[Task directions]: Substitute "put a marker" for every occurrence of "place a point" in the lines below, keeping all other text unchanged. Leave the pictures out of your reproduction.

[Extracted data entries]
☆ ☆ ☆

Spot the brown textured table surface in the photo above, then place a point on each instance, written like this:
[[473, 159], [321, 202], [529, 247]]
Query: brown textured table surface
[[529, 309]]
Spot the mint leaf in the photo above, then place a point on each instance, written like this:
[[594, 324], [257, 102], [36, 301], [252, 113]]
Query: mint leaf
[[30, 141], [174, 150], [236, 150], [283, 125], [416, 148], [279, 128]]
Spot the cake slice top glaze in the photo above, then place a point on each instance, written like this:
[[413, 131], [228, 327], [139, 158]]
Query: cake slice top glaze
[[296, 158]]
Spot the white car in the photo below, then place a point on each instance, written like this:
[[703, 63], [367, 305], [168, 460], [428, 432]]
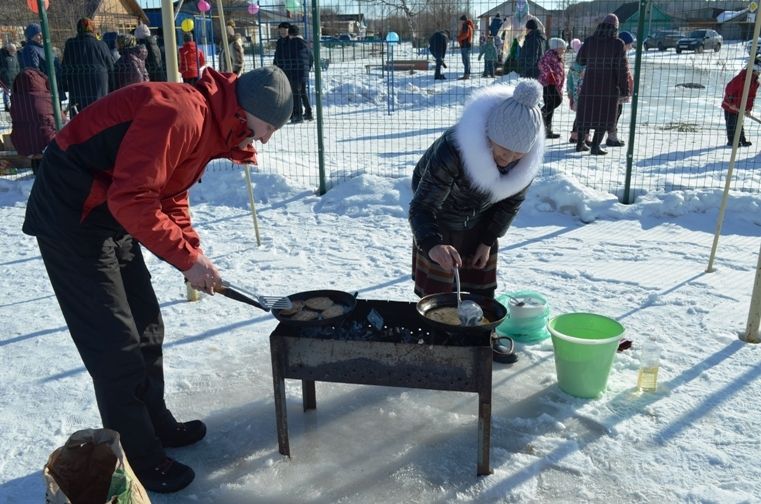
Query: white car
[[749, 44]]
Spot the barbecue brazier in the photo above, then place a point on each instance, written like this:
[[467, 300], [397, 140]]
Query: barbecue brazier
[[384, 343]]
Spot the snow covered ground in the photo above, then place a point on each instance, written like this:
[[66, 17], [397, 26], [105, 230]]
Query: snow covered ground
[[693, 440]]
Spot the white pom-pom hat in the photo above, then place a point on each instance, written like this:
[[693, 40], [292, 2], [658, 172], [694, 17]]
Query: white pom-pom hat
[[516, 123]]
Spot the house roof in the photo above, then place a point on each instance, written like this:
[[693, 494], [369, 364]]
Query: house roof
[[626, 11]]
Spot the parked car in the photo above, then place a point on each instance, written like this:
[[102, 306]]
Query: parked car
[[332, 42], [662, 40], [700, 40]]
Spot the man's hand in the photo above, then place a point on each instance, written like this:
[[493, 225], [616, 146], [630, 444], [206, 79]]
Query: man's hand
[[481, 257], [203, 275], [446, 256]]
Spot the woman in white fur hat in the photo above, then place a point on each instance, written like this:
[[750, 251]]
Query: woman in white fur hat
[[469, 185]]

☆ ☆ ☆

[Task result]:
Spot the brown textured table surface in the photo above, then put a marker on each instance, written like this:
[[473, 159], [321, 202], [529, 247]]
Query: brown textured table surface
[[529, 309]]
Spot the mint leaf in the photo above, then put a marker on each instance, written like this:
[[594, 324], [257, 102], [36, 301], [252, 113]]
Query: mint leaf
[[30, 141], [174, 150], [236, 150], [283, 125], [416, 148], [279, 128]]
Spot the cake slice top glaze in the photo above, then put a marker on each instance, written like this:
[[413, 131], [228, 327], [139, 158]]
Query: cake slice top glaze
[[296, 158]]
Spot the white car in the photo below, then put a marker on each instance, written like this:
[[703, 63], [367, 305], [168, 460], [428, 432]]
Query: white car
[[749, 44]]
Spot the barbecue brazier in the photo above, then put a marker on each instance, written like this:
[[467, 300], [397, 140]]
Query: barbecue brazier
[[384, 343]]
Spot the snow covered ground in the photo above, then put a marker on each instance, written like this:
[[66, 17], [397, 26], [105, 230]]
Query: snow covered ground
[[693, 440]]
Spot the white pom-pom hat in the photo above, then put a marker on each instance, written like this:
[[693, 40], [292, 2], [658, 172], [694, 17]]
Query: white pom-pom hat
[[516, 123]]
Spot the house roof in the photo above, then put a marker on each instance, written like this:
[[693, 494], [369, 364]]
Query: house roof
[[626, 11]]
Spot the parked car in the photo above, then put a marker on each instance, written like this:
[[102, 306]]
Query: parked car
[[332, 42], [662, 40], [700, 40]]
Spot the man's hand in the photo above, then put a marker on each instance, written like this:
[[493, 225], [616, 146], [630, 444], [206, 79]]
Query: man's hand
[[481, 257], [203, 275], [446, 256]]
Spot the woman in white fur hat in the photo above, then put a marker on each instance, written like this:
[[750, 251]]
Query: woman in white fur hat
[[469, 185]]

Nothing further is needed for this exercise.